» Exercise details
Print nothing except the lines of the listing below from the line with "Target: cloudy sky" to the line with "like x=229, y=100.", each exactly as written, both ends included.

» Extracted information
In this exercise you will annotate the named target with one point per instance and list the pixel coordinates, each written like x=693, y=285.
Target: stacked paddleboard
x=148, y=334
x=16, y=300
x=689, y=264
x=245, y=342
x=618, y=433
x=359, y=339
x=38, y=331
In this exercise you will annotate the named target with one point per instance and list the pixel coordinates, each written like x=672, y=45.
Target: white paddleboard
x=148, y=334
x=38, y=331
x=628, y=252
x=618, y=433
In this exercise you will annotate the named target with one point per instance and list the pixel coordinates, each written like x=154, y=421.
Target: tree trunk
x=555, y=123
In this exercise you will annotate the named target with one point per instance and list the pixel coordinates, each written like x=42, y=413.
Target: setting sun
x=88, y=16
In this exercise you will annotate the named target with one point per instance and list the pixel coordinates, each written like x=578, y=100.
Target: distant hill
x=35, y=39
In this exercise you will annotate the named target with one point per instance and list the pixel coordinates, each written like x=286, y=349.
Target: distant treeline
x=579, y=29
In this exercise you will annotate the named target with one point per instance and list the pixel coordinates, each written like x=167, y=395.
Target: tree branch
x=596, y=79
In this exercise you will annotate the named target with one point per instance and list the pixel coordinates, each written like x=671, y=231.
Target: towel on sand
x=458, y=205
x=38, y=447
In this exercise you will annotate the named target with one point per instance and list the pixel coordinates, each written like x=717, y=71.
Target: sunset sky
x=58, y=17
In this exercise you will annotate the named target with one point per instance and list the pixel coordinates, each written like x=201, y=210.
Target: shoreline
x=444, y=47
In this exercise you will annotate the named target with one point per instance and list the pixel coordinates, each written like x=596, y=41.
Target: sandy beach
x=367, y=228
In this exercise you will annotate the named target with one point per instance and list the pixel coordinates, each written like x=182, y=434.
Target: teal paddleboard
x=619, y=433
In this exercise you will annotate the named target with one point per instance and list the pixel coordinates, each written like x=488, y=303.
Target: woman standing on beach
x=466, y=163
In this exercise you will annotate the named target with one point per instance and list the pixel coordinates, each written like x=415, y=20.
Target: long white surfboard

* * *

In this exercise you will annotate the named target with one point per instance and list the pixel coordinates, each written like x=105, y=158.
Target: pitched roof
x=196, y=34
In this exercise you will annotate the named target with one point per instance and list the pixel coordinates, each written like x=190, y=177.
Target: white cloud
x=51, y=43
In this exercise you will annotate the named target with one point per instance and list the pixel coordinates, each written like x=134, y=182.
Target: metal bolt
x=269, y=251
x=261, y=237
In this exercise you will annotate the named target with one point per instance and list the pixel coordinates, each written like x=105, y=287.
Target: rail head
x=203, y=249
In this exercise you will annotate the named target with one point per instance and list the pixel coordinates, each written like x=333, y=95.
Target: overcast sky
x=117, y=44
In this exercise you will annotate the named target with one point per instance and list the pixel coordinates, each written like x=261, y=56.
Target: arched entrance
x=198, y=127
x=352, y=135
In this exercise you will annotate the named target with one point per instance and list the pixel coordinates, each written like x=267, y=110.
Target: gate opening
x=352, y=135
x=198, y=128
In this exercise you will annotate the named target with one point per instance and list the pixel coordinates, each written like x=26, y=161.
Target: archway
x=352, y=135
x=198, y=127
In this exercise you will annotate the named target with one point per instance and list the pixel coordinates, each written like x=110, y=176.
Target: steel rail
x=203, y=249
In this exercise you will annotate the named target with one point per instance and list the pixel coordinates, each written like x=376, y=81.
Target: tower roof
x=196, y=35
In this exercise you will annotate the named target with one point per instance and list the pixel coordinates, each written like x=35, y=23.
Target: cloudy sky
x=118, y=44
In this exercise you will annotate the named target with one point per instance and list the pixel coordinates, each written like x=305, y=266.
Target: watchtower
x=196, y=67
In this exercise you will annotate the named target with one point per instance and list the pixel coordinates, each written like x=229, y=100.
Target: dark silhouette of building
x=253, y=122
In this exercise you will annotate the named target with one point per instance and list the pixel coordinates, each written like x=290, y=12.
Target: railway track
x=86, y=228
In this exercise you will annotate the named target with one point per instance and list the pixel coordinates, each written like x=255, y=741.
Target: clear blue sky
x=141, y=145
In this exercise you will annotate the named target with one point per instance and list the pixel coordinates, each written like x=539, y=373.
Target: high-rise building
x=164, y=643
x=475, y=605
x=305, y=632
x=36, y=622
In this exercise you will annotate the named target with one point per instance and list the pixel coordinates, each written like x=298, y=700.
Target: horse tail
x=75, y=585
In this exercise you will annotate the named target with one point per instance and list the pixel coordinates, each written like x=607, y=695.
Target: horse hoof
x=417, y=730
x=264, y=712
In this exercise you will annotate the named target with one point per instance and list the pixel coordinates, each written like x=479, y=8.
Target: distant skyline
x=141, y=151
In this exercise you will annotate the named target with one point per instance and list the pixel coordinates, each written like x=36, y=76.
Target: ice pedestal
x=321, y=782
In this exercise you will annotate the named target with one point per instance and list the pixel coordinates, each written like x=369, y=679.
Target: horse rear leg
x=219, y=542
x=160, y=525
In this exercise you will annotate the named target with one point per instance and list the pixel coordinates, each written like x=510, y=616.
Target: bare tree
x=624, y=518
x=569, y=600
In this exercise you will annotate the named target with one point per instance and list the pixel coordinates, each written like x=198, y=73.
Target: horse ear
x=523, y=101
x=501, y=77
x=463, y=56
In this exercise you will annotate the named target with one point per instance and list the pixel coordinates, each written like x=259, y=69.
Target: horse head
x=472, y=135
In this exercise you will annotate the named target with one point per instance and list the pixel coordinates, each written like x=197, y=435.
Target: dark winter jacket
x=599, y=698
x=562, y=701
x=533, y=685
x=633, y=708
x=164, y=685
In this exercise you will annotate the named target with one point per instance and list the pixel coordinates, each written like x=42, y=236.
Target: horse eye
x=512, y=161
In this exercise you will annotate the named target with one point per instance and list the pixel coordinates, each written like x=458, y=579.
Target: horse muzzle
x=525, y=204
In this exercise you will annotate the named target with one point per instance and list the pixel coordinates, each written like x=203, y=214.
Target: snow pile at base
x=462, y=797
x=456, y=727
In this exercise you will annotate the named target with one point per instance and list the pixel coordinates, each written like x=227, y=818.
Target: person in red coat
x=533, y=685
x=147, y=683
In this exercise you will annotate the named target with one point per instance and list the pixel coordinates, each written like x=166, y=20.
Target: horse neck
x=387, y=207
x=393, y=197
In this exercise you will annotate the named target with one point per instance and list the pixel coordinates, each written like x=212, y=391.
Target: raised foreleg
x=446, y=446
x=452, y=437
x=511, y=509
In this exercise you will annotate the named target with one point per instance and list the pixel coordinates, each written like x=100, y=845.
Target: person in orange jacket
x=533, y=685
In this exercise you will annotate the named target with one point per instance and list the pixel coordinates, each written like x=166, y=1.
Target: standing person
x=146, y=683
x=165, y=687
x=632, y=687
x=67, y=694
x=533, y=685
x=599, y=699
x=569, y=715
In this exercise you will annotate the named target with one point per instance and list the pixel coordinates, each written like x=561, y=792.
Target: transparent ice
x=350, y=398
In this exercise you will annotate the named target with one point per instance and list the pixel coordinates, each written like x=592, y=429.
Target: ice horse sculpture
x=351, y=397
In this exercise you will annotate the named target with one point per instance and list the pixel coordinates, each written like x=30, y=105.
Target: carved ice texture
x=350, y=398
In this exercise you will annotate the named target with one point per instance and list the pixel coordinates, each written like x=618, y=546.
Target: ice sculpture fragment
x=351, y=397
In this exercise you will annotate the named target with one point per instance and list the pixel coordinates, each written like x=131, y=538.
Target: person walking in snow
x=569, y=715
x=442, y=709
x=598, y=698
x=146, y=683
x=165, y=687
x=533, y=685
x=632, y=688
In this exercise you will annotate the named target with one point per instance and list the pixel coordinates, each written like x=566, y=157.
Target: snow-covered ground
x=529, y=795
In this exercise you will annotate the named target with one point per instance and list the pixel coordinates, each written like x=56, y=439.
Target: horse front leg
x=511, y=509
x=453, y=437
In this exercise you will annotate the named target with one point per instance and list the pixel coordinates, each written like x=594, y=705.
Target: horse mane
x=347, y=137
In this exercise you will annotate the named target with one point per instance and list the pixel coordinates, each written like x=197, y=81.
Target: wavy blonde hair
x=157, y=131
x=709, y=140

» Answer area
Target: cloudy sky
x=118, y=44
In this exercise you will annotate the named target with one point per instance and list the pixel coordinates, each written like x=305, y=266.
Target: watchtower
x=196, y=67
In this exercise you will annotate the named target with one point per instance and list the pixel coordinates, each written like x=229, y=100.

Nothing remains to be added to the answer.